(EXTRAIT)
*****

À Khartoum colloque sur le dialogue inter-religieux au Soudan où sont invités musulmans et chrétiens. A l'issue de celle-ci, le président Omar el Béchir déclare ouvertement à des participants musulmans que le gouvernement de Khartoum suit un plan à long terme pour convertir le Soudan en un Etat Islamique par tous les moyens.

1995

Tentative d'assassinat du président égyptien Moubarak à Addis-Abeba, applaudie par Tourabi. Le Conseil de Sécurité émet des sanctions à l'encontre du régime soudanais, accusé d'avoir entraîné et de protéger les coupables. Un cessez-le-feu est négocié par l'ancien président américain Carter, mais la région Nouba est exclue de la zone concernée. Amnesty International lance une campagne mondiale sur les violations généralisées des Droits de l'Homme au Soudan. African Rights publie Facing Genocide : The Nuba of Sudan . L'ONG Christian Solidarity International se lance dans une politique de rachat d'esclaves (un esclave s'achète environ 35 dollars). Les Four, Massaleit, agriculteurs africains du Darfour à l'ouest du pays, se plaignent d'être l'objet d'un nettoyage ethnique par le gouvernement au profit des tribus arabes de la région. Aucun organisme n'enquêtera jamais à ce propos. Nouvelle condamnation du Soudan par la Commission des Droits de l'Homme des Nations-Unies, et par la Commission africaine des Droits de l'Homme et des Peuples.

*****

(DONNÉES FOURNIES)
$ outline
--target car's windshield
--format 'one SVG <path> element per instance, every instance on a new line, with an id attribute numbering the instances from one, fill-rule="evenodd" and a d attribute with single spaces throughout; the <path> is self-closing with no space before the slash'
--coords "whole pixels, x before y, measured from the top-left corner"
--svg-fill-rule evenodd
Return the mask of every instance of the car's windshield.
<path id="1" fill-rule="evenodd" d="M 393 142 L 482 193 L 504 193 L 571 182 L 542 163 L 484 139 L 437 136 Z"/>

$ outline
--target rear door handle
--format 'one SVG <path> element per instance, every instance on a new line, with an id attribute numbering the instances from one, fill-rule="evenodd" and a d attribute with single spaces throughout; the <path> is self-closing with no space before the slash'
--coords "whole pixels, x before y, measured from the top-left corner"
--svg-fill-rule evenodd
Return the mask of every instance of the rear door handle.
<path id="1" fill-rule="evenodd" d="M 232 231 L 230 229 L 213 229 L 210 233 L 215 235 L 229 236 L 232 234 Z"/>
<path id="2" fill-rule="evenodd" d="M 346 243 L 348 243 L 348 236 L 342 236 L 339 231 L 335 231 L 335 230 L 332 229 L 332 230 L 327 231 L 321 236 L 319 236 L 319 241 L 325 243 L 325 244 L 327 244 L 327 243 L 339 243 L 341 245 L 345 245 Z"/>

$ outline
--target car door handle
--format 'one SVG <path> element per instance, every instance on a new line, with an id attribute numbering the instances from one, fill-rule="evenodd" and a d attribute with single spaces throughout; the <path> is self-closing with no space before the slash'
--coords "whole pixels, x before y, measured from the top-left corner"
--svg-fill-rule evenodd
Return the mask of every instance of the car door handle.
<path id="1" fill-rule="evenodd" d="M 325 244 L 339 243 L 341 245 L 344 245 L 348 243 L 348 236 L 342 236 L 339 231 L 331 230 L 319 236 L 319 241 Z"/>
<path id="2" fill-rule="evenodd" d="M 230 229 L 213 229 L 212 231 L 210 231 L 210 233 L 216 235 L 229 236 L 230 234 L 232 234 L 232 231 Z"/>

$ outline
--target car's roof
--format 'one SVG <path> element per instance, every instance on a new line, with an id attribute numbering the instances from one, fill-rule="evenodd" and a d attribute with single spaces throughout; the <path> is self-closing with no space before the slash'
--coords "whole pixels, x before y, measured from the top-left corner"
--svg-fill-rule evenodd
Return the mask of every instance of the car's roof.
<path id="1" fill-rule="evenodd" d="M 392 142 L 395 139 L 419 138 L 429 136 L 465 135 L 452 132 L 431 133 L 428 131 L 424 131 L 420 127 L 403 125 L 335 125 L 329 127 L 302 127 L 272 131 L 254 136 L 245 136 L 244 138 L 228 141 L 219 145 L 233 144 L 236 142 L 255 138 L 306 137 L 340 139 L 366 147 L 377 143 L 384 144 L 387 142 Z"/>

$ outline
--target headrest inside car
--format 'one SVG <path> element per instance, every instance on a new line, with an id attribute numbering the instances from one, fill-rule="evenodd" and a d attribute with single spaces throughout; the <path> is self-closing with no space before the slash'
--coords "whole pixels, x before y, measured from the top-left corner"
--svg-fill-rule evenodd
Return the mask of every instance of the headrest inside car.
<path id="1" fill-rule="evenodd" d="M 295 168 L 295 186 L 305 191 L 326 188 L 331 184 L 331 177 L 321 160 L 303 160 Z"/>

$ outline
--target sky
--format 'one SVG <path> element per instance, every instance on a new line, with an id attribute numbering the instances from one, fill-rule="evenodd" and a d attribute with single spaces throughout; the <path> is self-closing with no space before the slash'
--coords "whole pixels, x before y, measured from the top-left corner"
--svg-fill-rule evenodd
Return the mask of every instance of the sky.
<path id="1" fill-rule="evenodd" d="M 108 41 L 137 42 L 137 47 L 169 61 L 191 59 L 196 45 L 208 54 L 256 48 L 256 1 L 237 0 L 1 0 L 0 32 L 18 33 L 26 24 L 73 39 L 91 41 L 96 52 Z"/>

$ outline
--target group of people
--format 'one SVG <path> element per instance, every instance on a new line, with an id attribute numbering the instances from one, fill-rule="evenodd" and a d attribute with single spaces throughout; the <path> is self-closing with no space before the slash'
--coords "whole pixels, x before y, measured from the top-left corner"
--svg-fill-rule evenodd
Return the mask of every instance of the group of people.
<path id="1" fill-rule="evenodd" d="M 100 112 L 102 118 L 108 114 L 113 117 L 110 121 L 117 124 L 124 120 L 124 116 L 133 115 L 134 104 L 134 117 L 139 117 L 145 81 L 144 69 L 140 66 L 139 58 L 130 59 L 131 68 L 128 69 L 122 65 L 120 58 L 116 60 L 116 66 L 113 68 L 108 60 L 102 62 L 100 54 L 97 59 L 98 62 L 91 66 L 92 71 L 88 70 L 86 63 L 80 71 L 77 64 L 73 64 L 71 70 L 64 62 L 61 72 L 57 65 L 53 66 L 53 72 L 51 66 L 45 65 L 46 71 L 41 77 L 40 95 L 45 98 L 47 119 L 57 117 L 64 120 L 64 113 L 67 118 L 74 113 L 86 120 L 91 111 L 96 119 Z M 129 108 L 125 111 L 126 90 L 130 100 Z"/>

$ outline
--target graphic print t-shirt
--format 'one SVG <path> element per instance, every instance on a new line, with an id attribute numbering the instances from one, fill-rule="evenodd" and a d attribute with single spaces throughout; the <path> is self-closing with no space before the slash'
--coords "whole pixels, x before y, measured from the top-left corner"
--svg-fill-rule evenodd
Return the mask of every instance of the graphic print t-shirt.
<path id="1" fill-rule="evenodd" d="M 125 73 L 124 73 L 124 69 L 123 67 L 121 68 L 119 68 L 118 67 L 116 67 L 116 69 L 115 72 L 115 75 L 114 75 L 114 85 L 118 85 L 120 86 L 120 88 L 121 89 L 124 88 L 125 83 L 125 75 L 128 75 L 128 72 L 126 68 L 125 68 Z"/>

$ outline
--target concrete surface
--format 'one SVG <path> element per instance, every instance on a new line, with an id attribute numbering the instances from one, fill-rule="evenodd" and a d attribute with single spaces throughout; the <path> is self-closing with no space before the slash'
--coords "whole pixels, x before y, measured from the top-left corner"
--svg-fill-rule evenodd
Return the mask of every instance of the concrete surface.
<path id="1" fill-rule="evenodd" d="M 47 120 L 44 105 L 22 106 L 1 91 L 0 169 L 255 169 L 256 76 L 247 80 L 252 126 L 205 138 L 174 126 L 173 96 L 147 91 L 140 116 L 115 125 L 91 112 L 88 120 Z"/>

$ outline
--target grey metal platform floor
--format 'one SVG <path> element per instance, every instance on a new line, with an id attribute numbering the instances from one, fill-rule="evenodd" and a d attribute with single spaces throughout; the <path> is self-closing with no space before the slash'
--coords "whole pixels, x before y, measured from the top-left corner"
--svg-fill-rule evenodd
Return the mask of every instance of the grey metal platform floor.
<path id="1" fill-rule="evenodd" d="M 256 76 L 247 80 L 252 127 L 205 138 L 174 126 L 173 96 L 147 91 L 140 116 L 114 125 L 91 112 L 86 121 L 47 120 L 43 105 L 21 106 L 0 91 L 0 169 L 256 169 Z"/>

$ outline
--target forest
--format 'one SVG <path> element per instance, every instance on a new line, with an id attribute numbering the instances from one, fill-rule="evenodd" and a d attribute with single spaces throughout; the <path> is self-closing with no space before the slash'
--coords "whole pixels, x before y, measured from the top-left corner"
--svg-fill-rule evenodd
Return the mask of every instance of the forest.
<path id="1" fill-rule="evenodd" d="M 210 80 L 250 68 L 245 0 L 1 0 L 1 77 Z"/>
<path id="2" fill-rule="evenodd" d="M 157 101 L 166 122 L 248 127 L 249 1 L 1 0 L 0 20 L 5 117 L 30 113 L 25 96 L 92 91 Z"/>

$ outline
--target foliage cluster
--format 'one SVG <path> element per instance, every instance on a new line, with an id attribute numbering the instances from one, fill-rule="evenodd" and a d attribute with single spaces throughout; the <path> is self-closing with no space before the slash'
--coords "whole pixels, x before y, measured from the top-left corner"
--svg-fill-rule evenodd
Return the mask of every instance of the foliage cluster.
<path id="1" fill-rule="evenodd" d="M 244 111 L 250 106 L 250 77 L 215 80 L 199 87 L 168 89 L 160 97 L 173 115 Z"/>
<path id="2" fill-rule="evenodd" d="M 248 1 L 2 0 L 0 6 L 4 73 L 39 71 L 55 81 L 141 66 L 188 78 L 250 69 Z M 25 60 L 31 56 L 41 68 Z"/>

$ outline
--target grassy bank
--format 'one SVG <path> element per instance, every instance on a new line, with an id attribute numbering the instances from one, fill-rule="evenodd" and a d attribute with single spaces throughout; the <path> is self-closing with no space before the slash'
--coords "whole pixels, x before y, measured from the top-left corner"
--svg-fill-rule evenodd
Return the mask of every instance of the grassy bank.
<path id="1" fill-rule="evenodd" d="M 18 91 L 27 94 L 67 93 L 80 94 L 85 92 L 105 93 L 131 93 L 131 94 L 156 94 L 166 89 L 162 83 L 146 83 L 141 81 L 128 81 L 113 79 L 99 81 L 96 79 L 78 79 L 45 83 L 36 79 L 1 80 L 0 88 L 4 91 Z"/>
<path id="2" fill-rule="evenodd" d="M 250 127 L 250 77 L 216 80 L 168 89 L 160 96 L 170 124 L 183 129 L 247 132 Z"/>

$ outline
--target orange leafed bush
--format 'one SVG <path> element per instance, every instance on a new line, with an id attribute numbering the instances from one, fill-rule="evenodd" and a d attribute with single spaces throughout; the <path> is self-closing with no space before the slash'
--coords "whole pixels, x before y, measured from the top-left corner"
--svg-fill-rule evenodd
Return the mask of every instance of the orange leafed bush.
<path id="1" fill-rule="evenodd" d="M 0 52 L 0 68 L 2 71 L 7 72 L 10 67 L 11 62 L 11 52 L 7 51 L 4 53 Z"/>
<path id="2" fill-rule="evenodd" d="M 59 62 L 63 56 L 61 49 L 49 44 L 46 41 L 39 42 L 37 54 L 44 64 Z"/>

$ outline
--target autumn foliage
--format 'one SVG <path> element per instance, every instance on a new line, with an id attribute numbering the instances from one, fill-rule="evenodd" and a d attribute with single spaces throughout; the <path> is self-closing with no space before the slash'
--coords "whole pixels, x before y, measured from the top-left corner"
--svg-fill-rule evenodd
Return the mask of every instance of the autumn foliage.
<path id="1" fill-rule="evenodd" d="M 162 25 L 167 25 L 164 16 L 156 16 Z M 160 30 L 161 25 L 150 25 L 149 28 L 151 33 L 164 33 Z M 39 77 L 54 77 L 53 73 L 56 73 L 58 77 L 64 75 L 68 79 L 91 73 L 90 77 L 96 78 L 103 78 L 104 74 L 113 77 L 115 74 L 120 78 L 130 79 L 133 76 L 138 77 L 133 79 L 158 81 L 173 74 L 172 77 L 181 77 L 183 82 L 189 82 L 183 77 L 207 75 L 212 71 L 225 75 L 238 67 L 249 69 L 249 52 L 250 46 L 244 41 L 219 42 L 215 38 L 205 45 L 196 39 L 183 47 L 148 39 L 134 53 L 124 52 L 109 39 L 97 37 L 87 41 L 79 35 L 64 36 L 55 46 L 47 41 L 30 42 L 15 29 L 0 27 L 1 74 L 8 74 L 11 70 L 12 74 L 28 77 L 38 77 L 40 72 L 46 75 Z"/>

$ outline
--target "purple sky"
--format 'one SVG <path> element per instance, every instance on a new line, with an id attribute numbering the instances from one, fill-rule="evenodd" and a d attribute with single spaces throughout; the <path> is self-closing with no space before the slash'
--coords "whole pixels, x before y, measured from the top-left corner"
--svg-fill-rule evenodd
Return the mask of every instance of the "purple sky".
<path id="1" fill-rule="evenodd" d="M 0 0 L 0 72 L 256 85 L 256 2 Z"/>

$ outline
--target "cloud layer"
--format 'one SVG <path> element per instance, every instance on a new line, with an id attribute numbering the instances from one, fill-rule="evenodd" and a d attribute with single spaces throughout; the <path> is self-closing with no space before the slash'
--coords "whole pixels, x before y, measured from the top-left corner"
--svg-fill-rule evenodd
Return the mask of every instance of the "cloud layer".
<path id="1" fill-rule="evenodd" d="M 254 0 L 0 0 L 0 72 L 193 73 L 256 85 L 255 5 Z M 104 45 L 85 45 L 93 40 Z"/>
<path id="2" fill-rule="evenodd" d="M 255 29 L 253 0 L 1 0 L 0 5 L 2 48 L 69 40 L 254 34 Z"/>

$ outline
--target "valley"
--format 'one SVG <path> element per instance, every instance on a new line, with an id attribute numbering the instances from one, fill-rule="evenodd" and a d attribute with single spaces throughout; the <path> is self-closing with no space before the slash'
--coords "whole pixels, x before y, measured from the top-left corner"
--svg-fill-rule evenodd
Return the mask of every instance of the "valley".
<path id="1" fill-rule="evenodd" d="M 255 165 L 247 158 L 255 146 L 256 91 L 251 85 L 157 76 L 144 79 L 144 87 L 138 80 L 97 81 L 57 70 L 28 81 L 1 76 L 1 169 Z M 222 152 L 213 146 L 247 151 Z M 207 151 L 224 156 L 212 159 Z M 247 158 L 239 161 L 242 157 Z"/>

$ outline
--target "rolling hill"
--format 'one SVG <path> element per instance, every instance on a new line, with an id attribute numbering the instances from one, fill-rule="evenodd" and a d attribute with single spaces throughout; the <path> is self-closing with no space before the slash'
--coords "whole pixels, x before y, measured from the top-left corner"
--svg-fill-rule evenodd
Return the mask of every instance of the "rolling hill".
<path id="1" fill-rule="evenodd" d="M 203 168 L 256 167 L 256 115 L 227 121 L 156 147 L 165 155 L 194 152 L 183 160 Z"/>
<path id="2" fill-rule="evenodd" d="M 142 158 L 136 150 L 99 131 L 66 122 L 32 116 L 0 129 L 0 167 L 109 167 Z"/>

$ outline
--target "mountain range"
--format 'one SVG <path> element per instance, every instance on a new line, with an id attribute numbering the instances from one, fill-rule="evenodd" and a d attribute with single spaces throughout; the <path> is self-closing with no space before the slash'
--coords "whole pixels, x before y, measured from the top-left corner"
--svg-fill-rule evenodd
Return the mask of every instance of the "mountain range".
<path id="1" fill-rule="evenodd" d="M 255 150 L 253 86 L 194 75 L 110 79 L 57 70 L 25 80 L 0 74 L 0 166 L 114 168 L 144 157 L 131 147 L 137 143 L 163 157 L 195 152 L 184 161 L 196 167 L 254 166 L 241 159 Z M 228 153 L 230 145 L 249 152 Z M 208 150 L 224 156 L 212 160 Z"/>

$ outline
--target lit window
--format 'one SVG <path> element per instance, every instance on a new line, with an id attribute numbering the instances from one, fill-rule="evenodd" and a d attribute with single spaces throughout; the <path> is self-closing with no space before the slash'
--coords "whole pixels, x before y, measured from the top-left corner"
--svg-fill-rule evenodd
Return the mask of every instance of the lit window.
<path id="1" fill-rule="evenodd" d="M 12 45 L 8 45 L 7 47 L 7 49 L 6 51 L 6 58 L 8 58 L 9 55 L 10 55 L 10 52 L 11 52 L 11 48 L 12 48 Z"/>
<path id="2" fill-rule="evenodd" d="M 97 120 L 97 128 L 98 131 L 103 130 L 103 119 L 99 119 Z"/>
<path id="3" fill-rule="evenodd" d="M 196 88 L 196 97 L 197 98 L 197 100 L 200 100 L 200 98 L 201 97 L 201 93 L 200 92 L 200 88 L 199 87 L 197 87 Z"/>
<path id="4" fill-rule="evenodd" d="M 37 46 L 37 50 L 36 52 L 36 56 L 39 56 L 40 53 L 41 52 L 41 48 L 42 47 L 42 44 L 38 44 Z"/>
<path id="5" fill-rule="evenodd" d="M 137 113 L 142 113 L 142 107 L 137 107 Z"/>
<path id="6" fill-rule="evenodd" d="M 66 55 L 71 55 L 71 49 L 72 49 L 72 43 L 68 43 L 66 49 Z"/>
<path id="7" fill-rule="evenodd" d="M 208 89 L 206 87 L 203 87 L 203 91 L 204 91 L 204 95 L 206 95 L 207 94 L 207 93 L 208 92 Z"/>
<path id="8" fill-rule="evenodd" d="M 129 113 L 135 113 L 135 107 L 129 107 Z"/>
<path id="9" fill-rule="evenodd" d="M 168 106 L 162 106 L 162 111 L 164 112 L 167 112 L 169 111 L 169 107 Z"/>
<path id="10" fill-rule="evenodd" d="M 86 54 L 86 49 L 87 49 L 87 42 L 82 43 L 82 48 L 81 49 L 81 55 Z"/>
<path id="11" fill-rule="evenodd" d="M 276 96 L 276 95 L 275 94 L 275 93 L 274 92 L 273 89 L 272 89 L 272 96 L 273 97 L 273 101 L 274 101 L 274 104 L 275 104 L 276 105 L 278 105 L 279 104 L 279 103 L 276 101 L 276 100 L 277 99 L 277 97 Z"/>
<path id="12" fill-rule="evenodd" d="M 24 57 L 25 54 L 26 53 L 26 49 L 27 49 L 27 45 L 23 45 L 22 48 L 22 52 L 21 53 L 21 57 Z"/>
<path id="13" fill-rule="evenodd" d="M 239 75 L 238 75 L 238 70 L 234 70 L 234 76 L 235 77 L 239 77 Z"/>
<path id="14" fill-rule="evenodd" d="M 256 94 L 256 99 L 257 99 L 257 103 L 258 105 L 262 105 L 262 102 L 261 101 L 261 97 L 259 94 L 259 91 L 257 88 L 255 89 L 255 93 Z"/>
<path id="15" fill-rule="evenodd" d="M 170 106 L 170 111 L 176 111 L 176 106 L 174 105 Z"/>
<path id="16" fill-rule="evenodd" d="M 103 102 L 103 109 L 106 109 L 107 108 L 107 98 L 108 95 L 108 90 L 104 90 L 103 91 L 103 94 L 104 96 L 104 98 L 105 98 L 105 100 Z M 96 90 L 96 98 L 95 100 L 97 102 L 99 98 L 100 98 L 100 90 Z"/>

*****

(TRAVAIL DEMANDÉ)
Répondez aux questions suivantes à partir de l'extrait :
1. Selon Omar el Béchir, quel plan à long terme le gouvernement de Khartoum suit-il ?
2. Qui a négocié le cessez-le-feu, et quelle région en a été exclue ?
3. Combien coûte environ un esclave ?
Les données n'interviennent en rien dans cet exercice.

(RÉPONSE COMPLÈTE)
1. Convertir le Soudan en un État islamique par tous les moyens.
2. L'ancien président américain Carter ; la région Nouba a été exclue.
3. Environ 35 dollars.